Exercise objective — Turn every line of the data below into a JSON list of strings, with one string per line and no entries for blank lines.

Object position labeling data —
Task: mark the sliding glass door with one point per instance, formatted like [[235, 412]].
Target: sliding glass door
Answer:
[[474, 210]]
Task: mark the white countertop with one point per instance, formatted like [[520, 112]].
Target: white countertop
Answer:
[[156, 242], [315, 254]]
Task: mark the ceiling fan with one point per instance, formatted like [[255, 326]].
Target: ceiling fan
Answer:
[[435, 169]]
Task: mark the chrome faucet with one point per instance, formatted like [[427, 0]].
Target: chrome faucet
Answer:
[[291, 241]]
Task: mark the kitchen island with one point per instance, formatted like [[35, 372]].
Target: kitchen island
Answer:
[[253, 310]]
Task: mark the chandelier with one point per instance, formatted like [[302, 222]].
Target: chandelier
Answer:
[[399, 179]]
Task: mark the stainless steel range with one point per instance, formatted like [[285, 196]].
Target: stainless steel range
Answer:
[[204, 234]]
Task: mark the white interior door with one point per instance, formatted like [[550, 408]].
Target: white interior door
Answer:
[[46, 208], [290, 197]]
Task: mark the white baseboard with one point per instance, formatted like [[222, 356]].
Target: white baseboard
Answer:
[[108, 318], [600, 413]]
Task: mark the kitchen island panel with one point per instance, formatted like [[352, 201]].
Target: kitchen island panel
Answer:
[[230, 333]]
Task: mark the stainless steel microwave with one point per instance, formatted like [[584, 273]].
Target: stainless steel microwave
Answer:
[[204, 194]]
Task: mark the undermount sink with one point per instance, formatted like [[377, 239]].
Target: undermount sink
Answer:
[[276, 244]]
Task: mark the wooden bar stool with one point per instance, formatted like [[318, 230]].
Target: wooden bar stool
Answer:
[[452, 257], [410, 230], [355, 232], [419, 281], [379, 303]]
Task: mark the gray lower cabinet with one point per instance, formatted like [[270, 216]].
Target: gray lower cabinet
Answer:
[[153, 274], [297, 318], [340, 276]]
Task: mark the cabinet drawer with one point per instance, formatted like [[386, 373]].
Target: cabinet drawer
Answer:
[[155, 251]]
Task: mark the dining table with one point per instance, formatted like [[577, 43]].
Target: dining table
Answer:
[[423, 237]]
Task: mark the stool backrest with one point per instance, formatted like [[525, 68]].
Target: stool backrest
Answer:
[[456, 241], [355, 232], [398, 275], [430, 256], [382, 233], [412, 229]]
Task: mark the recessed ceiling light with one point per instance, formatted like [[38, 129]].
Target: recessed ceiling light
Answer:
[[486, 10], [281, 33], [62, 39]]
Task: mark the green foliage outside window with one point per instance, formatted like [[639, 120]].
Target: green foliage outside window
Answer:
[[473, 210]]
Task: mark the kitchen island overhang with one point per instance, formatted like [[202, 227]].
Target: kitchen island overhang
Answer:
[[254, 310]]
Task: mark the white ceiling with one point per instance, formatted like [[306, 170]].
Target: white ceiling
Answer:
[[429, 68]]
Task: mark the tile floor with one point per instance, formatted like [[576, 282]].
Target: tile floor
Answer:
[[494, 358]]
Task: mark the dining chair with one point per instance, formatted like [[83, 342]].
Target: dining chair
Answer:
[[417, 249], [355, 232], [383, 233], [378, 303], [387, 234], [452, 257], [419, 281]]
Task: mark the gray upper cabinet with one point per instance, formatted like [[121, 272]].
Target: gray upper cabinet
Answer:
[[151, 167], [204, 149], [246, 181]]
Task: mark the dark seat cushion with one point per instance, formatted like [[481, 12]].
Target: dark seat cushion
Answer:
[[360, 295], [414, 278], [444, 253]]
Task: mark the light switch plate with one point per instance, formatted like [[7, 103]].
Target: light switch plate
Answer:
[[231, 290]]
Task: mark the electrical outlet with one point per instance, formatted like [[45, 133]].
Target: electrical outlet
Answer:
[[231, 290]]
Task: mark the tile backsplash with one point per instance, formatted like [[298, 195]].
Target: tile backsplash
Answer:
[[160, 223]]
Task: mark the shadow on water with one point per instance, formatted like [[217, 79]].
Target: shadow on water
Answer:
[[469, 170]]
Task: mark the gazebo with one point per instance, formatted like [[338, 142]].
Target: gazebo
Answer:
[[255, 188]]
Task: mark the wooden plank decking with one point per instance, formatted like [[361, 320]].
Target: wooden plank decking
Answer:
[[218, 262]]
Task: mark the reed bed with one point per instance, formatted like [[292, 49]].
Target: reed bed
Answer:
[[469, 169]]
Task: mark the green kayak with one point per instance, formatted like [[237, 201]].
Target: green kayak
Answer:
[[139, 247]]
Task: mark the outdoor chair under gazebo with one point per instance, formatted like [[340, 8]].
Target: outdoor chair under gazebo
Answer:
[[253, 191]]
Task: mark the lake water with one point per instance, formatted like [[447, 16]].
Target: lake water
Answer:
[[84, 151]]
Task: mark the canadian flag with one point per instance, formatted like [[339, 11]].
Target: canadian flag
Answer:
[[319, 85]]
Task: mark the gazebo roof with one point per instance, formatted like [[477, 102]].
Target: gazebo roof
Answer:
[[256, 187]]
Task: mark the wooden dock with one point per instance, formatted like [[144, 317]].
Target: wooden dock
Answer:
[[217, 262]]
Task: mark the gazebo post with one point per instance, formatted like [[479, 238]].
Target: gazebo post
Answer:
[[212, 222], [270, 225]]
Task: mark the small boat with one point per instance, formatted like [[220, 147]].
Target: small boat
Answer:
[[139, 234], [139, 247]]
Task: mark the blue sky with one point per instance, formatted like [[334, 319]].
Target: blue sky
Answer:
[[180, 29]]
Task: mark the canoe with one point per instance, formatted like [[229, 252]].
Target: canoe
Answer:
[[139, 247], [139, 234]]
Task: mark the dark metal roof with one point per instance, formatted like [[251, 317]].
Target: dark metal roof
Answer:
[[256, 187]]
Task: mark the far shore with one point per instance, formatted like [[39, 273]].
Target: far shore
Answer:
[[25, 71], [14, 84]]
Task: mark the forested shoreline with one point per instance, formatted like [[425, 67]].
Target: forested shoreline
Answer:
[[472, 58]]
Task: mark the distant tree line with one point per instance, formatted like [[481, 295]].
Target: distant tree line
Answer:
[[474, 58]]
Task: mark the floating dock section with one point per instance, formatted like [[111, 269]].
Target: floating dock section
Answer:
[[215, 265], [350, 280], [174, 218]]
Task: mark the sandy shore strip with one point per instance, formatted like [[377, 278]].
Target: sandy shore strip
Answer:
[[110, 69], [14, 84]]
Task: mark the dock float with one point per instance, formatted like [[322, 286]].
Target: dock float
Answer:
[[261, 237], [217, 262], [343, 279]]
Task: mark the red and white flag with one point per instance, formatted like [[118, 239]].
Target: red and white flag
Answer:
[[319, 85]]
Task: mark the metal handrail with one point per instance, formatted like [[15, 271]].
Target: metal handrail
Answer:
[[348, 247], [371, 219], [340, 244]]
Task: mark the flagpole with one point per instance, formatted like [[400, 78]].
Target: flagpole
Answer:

Result of the task —
[
  "Task: mark the sliding glass door with one point per instance, formatted like [[235, 412]].",
  "Target: sliding glass door",
  "Answer:",
  "[[474, 210]]",
  "Task: mark the white countertop with one point per instance, formatted like [[520, 112]].",
  "Target: white countertop",
  "Answer:",
  "[[156, 242], [315, 254]]",
  "Task: mark the ceiling fan with one point per instance, formatted like [[255, 326]].",
  "Target: ceiling fan",
  "Answer:",
  "[[435, 169]]",
  "Task: mark the chrome faucet with one point per instance, formatted like [[427, 0]].",
  "Target: chrome faucet",
  "Answer:",
  "[[291, 241]]",
  "Task: mark the kitchen island with one point per instance, formatted like [[35, 372]].",
  "Target: kitchen island",
  "Answer:",
  "[[253, 310]]",
  "Task: mark the chandelier with one point per instance, formatted like [[302, 222]].",
  "Target: chandelier",
  "Answer:",
  "[[399, 179]]",
  "Task: mark the stainless steel range with one point per instance, formatted like [[285, 196]].",
  "Target: stainless steel range",
  "Answer:",
  "[[204, 234]]",
  "Task: mark the white interior door with one point per instance, formatted like [[550, 408]].",
  "Target: white interior door",
  "Answer:",
  "[[46, 208], [290, 197]]",
  "Task: mark the white baseboard with one point per instance, formatted like [[222, 356]].",
  "Target: white baseboard",
  "Answer:",
  "[[108, 318], [600, 413]]",
  "Task: mark the kitchen island panel with one point per instance, formatted like [[352, 201]].",
  "Target: kitchen island panel",
  "Answer:",
  "[[230, 333]]",
  "Task: mark the stainless steel microwave with one point per instance, formatted like [[584, 273]].",
  "Target: stainless steel microwave",
  "Answer:",
  "[[204, 194]]",
  "Task: mark the undermount sink with one point per instance, formatted like [[377, 239]].",
  "Target: undermount sink",
  "Answer:",
  "[[276, 244]]",
  "Task: mark the wooden bar stool with one point per instance, formatted like [[318, 230]].",
  "Target: wooden bar stool",
  "Answer:",
  "[[452, 257], [410, 230], [355, 232], [419, 281], [379, 303]]",
  "Task: mark the gray lower cabinet with one point per instance, formatted like [[270, 216]].",
  "Target: gray lower cabinet",
  "Answer:",
  "[[153, 274], [297, 318], [340, 276]]",
  "Task: mark the cabinet drawer with one point per instance, formatted like [[386, 373]].",
  "Target: cabinet drawer",
  "Answer:",
  "[[155, 251]]",
  "Task: mark the dining table with one point per instance, formatted like [[577, 43]].",
  "Target: dining table",
  "Answer:",
  "[[423, 237]]",
  "Task: mark the stool backrest with one point per instance, formatted like [[525, 68]].",
  "Target: stool backrest",
  "Answer:",
  "[[456, 241], [355, 232], [398, 275], [430, 256], [382, 233], [412, 229]]",
  "Task: mark the recessed ceiling light with one point per instance, formatted like [[38, 129]].",
  "Target: recessed ceiling light",
  "Answer:",
  "[[486, 10], [281, 33], [62, 39]]",
  "Task: mark the green foliage outside window with one point per instance, formatted like [[639, 120]].",
  "Target: green foliage outside window",
  "Answer:",
  "[[473, 210]]",
  "Task: mark the kitchen island overhang with one point per instance, formatted like [[202, 227]].",
  "Target: kitchen island overhang",
  "Answer:",
  "[[254, 310]]",
  "Task: mark the white ceiling with one point per instance, formatted like [[306, 170]].",
  "Target: white ceiling",
  "Answer:",
  "[[429, 68]]",
  "Task: mark the tile floor with one point per instance, formatted like [[576, 282]].",
  "Target: tile floor",
  "Answer:",
  "[[494, 358]]",
  "Task: mark the dining chair with one point per instance, formatted like [[83, 342]].",
  "Target: dining chair",
  "Answer:",
  "[[417, 249], [355, 232], [383, 233], [378, 303], [387, 234], [452, 257], [419, 281]]",
  "Task: mark the gray upper cabinet with one point per instance, formatted like [[121, 272]].",
  "Target: gray upper cabinet",
  "Answer:",
  "[[151, 167], [204, 149], [246, 181]]",
  "Task: mark the dark seat cushion with one point per instance, formatted like [[481, 12]].",
  "Target: dark seat cushion",
  "Answer:",
  "[[360, 295], [414, 278], [444, 253]]",
  "Task: mark the light switch plate with one point per instance, formatted like [[7, 103]].",
  "Target: light switch plate",
  "Answer:",
  "[[231, 290]]",
  "Task: mark the electrical outlet with one point per instance, formatted like [[45, 133]].",
  "Target: electrical outlet",
  "Answer:",
  "[[231, 290]]",
  "Task: mark the tile backsplash with one point per instance, formatted like [[298, 195]].",
  "Target: tile backsplash",
  "Answer:",
  "[[160, 223]]",
  "Task: mark the shadow on water with one point per instance, formatted like [[217, 79]].",
  "Target: shadow on water",
  "Answer:",
  "[[469, 170]]",
  "Task: mark the gazebo with one point per instance, formatted like [[338, 142]].",
  "Target: gazebo",
  "Answer:",
  "[[255, 188]]",
  "Task: mark the wooden plank decking with one point per instance, formatted like [[361, 320]].",
  "Target: wooden plank decking",
  "Answer:",
  "[[218, 262]]",
  "Task: mark the reed bed with one point per instance, formatted like [[292, 49]].",
  "Target: reed bed",
  "Answer:",
  "[[469, 169]]",
  "Task: mark the green kayak with one point per instance, formatted like [[237, 201]].",
  "Target: green kayak",
  "Answer:",
  "[[139, 247]]",
  "Task: mark the outdoor chair under gazebo with one point per instance, formatted like [[340, 8]].",
  "Target: outdoor chair under gazebo",
  "Answer:",
  "[[253, 191]]",
  "Task: mark the lake water with one point per instance, formatted like [[447, 16]].",
  "Target: lake water",
  "Answer:",
  "[[84, 151]]",
  "Task: mark the canadian flag with one point per instance, formatted like [[339, 11]].",
  "Target: canadian flag",
  "Answer:",
  "[[319, 85]]",
  "Task: mark the gazebo roof with one point per instance, formatted like [[477, 102]].",
  "Target: gazebo roof",
  "Answer:",
  "[[256, 187]]",
  "Task: mark the wooden dock with one point per instance, formatted like [[144, 317]].",
  "Target: wooden dock",
  "Answer:",
  "[[217, 262]]",
  "Task: mark the gazebo post with one point per instance, formatted like [[479, 238]].",
  "Target: gazebo post",
  "Answer:",
  "[[212, 222], [270, 225]]",
  "Task: mark the small boat with one point per instance, formatted like [[220, 147]].",
  "Target: small boat",
  "Answer:",
  "[[139, 234], [139, 247]]",
  "Task: mark the blue sky with one point per instance, formatted like [[334, 319]].",
  "Target: blue sky",
  "Answer:",
  "[[180, 29]]",
  "Task: mark the canoe with one point per instance, formatted like [[229, 252]].",
  "Target: canoe",
  "Answer:",
  "[[139, 247], [139, 234]]",
  "Task: mark the dark metal roof with one point per instance, formatted like [[251, 317]].",
  "Target: dark metal roof",
  "Answer:",
  "[[256, 187]]",
  "Task: mark the far shore with one point per instance, formatted like [[39, 273]].",
  "Target: far shore",
  "Answer:",
  "[[25, 71], [14, 84]]",
  "Task: mark the forested shoreline with one point per instance, formatted like [[425, 67]].",
  "Target: forested shoreline",
  "Answer:",
  "[[472, 58]]",
  "Task: mark the distant tree line with one point per instance, formatted like [[481, 295]].",
  "Target: distant tree line",
  "Answer:",
  "[[474, 58]]",
  "Task: mark the floating dock section with one point per instance, formatted like [[111, 269]].",
  "Target: floating dock section",
  "Answer:",
  "[[215, 265], [350, 280], [174, 218]]",
  "Task: mark the sandy shore strip with one point per instance, formatted like [[377, 278]].",
  "Target: sandy shore strip",
  "Answer:",
  "[[110, 69], [14, 84]]",
  "Task: mark the dock float with one point per instance, formatted like [[322, 286]].",
  "Target: dock float",
  "Answer:",
  "[[261, 237], [217, 262], [343, 279]]",
  "Task: mark the red and white flag with one point per instance, formatted like [[118, 239]].",
  "Target: red and white flag",
  "Answer:",
  "[[319, 85]]",
  "Task: mark the metal handrail with one point per instance, formatted like [[15, 271]].",
  "Target: metal handrail",
  "Answer:",
  "[[348, 247], [371, 219], [340, 244]]",
  "Task: mark the flagpole with one point per instance, formatted like [[400, 78]].",
  "Target: flagpole",
  "Answer:"
]